_TEXT PASSAGE_
******

The figure shown above shows the configuration of an example in-line tube. On page 44 of Hearn & Baker you'll see a similar diagram for a delta electron gun configuration
A significant portion of the electron beam's energy strikes the mask rather than the phosphors. This has two side effects. The shadow mask has to be extremely rigid to stay aligned with the phosphor patterns on the CRT face. The collision of electrons with metal mask causes the mask to emit some of it absorbed energy as eletromagnetic radiation. Most of this energy is in the form of heat, but some fraction is emitted as x-rays. X-rays can present a health hazard. This wasn't a large problem for television because the intensity of the x-ray radiation falls off quickly as you move away from the screen. However, computer monitors are supposed to be viewed from a short distance. This health concern along with the high voltages and power dispations of CRTs has motivated the development of new display technologies.
For more information on CRTs check out the following links:
When LCDs are used as optical (light) modulators they are actually changing polarization rather than transparency (at least this is true for the most popular type of LCD called Super-twisted Nematic Liquid crystals). In their unexcited or crystalline state the LCDs rotate the polarization of light by 90 degrees. In the presence of an electric field, LCDs behave like a liquid and align the small electrostatic charges of the molecules with the impinging E field.


The book Hearns & Baker is a little confusing in describing how LCDs work (pp. 47-48). They call the relaxed state the "On State" and the excited state the "Off State". Their statement is only true from the point of view of the pixels when the LCDs are used in a transmissive mode (like on most laptops). The opposite is true when the LCDs are used in a reflective mode (like on watches).
The LCD's transition between crystalline and liquid states is a slow process. This has both good and bad side effects. LCDs, like phosphors, remain "on" for some time after the E field is applied. Thus the image is persistent like a CRT's, but this lasts just until the crystals can realign themselves, thus they must be constantly refreshed, again, like a CRT.

Rather than generating light like a CRTs, LCDs act as light values. Therefore, they are dependent on some external light source. In the case of a transmissive display, usually some sort of back light is used. Reflective displays take advantage of the ambient light. Thus, transmissive displays are difficult to see when they are overwhelmed by external light sources, whereas reflective displays can't be seen in the dark. You should also note that at least half of the light is lost in most LCD configurations. Can you see why?

The LCD's themselves have extremely low power requirements. A very small eletric field is required to excite the crystals into their liquid state. Most of the energy used by an LCD display system is due to the back lighting.
I mentioned earlier that LCD's slowly transition back to their crtstalline state when the E field is removed. In scanned displays, with a large number of pixels, the percentage of the time that LCDs are excited is very small. Thus the crystals spend most of their time in intermediate states, being neither "On" or "Off". This behavior is indicative of passive displays. You might notice that these displays are not very sharp and are prone to ghosting. Another way to building LCD displays uses an active matrix. The individual cells are very similar to those described above. The main difference is that the electic field is retained by a capacitor so that the crystal remains in a constant state. Transistor switches are used to transfer charge into the capacitors during the scanning process. The capacitors can hold the charge for significantly longer than the refresh period yeilding a crisp display with no shadows. Active displays, require a working capacitor and transistor for each LCD or pixel element, and thus, they are more expensive to produce.

******

_ABOUT THIS EXERCISE_
Rewrite the text on displays from "The LCD's transition" up to and including "like a CRT.", putting "lasting" in place of "persistent". The records aren't needed.

******

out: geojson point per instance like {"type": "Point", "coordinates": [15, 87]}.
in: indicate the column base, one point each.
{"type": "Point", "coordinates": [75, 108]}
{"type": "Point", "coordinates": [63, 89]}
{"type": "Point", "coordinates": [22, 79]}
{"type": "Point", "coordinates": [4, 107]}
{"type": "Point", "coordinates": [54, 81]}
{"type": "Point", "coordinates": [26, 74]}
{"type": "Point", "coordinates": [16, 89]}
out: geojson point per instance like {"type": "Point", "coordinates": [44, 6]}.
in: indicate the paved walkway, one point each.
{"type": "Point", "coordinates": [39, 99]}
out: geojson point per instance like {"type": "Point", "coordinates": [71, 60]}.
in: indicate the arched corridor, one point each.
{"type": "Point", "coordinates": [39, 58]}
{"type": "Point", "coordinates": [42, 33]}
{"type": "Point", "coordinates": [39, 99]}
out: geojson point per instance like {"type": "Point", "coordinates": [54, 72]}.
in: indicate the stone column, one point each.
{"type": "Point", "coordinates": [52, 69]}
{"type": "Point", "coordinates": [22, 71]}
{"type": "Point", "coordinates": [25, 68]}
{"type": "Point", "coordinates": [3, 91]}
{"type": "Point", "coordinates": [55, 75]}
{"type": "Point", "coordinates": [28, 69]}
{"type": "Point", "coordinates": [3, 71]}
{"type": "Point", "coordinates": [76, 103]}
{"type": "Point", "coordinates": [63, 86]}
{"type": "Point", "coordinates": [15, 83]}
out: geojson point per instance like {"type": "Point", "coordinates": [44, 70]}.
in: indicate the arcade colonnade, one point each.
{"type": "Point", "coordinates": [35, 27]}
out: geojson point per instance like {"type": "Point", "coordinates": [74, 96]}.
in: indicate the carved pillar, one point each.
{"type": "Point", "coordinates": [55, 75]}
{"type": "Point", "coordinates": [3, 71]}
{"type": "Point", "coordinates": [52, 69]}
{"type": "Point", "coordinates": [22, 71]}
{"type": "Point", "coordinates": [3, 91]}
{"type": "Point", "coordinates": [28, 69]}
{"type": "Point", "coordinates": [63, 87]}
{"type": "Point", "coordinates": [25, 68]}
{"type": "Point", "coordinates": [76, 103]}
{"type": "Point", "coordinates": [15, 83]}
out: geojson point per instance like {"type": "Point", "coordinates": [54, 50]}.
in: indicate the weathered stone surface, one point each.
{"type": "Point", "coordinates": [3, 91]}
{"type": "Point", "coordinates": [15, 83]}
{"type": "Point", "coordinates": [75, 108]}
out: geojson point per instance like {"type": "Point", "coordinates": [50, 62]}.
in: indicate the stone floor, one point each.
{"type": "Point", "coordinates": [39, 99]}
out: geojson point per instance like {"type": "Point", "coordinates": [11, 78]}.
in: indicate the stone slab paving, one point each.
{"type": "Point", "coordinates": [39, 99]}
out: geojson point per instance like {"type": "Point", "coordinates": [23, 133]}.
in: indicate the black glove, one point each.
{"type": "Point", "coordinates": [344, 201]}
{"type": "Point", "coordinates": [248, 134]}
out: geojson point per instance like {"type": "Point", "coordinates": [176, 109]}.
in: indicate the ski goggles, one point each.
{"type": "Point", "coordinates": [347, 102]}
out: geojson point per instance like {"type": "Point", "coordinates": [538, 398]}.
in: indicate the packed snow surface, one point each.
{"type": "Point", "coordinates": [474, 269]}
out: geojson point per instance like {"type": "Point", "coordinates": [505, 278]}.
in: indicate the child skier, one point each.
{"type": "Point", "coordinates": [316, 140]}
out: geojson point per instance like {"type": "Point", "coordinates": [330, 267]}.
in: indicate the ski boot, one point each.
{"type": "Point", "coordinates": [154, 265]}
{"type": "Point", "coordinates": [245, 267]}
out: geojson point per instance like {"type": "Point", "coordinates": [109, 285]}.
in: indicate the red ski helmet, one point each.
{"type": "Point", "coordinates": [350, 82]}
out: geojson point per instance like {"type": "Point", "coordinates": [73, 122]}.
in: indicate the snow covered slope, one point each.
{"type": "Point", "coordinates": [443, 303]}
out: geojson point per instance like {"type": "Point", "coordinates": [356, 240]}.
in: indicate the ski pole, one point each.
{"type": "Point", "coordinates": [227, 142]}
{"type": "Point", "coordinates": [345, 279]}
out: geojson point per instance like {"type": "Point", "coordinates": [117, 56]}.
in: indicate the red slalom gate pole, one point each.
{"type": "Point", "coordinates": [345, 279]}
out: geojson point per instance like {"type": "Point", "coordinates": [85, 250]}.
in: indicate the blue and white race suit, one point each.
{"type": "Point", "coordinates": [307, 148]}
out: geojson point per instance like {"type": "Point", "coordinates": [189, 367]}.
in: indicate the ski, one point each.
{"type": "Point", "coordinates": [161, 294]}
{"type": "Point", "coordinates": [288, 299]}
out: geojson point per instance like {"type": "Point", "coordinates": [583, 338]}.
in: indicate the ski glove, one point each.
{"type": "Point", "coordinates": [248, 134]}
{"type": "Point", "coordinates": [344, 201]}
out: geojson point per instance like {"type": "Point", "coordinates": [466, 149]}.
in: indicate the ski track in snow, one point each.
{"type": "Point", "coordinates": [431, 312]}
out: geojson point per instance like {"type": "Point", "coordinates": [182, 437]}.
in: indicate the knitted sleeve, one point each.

******

_OUTPUT_
The LCD's transition between crystalline and liquid states is a slow process. This has both good and bad side effects. LCDs, like phosphors, remain "on" for some time after the E field is applied. Thus the image is lasting like a CRT's, but this lasts just until the crystals can realign themselves, thus they must be constantly refreshed, again, like a CRT.